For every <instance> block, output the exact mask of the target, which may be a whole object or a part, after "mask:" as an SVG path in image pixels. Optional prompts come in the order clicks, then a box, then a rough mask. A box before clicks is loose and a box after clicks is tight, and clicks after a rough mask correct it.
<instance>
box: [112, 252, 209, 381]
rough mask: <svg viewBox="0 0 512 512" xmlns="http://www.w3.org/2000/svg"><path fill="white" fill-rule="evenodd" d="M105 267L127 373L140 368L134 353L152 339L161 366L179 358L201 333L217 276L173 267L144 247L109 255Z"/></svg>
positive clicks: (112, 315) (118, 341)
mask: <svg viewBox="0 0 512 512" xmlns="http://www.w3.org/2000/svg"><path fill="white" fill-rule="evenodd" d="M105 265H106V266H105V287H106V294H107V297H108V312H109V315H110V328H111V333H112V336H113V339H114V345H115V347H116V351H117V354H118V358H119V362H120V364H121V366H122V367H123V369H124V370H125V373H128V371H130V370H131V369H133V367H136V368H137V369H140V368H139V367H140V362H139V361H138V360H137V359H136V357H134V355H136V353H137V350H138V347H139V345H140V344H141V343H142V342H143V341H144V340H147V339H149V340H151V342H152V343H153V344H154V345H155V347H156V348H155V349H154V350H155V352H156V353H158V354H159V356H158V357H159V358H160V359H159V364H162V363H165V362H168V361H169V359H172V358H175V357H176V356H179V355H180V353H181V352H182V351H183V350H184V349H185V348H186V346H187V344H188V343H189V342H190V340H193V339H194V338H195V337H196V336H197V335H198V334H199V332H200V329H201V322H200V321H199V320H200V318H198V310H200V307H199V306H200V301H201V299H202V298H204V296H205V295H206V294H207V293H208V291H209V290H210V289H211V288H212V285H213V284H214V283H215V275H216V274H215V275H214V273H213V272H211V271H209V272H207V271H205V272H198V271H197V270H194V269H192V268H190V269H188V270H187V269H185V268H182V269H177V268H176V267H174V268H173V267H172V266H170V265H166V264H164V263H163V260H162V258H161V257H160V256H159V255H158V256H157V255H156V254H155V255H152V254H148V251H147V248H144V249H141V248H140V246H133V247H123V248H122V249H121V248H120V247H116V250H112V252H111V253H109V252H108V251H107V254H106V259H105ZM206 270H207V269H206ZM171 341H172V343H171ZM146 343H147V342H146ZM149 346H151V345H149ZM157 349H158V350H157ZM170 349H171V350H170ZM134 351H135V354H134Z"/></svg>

*EXERCISE BRIEF:*
Repeat the records above exactly, with nothing left out.

*ANSWER AREA:*
For every <instance> block, output the exact mask of the target, which may be a whole object or a part, after "mask:" as an SVG path in image pixels. Optional prompts come in the order clicks, then a box, then a rough mask. A box before clicks is loose and a box after clicks is tight, and clicks after a rough mask correct it.
<instance>
box: [112, 252, 209, 381]
rough mask: <svg viewBox="0 0 512 512" xmlns="http://www.w3.org/2000/svg"><path fill="white" fill-rule="evenodd" d="M105 267L127 373L140 368L134 353L152 339L161 366L179 358L201 333L217 276L173 267L144 247L109 255Z"/></svg>
positive clicks: (112, 315) (118, 341)
mask: <svg viewBox="0 0 512 512" xmlns="http://www.w3.org/2000/svg"><path fill="white" fill-rule="evenodd" d="M105 265H106V266H105V287H106V294H107V297H108V312H109V315H110V328H111V333H112V336H113V339H114V345H115V347H116V351H117V354H118V358H119V362H120V364H121V366H122V367H123V369H124V370H125V373H128V371H130V370H131V369H133V367H136V368H137V369H140V368H139V367H140V362H139V361H138V360H137V359H136V357H134V355H136V353H137V350H138V347H139V345H140V344H141V343H142V342H143V341H144V340H147V339H149V340H151V342H152V343H153V344H154V345H155V347H156V348H155V349H154V350H155V352H156V353H158V354H159V356H158V357H159V358H160V359H159V364H162V363H165V362H168V361H169V359H172V358H175V357H176V356H179V355H180V353H181V352H182V351H183V350H184V349H185V348H186V346H187V344H188V343H189V342H190V340H193V339H194V338H195V337H196V336H197V335H198V334H199V332H200V329H201V322H200V321H199V320H200V318H198V310H200V307H199V306H200V301H201V299H202V298H204V296H205V295H206V294H207V293H208V291H209V290H210V289H211V288H212V285H213V284H214V283H215V275H216V274H215V275H214V273H213V272H211V271H209V272H207V271H205V272H198V271H197V270H194V269H192V268H190V269H188V270H187V269H185V268H182V269H177V268H176V267H174V268H173V267H172V266H170V265H166V264H164V263H163V260H162V258H161V257H160V256H159V255H158V256H157V255H156V254H155V255H152V254H148V251H147V248H144V249H141V248H140V246H133V247H123V248H122V249H121V248H120V247H116V250H112V252H111V253H109V252H108V251H107V254H106V259H105ZM206 270H207V269H206ZM171 341H172V343H171ZM146 343H147V342H146ZM149 346H151V345H149ZM157 349H158V350H157ZM170 349H171V350H170ZM134 351H135V354H134Z"/></svg>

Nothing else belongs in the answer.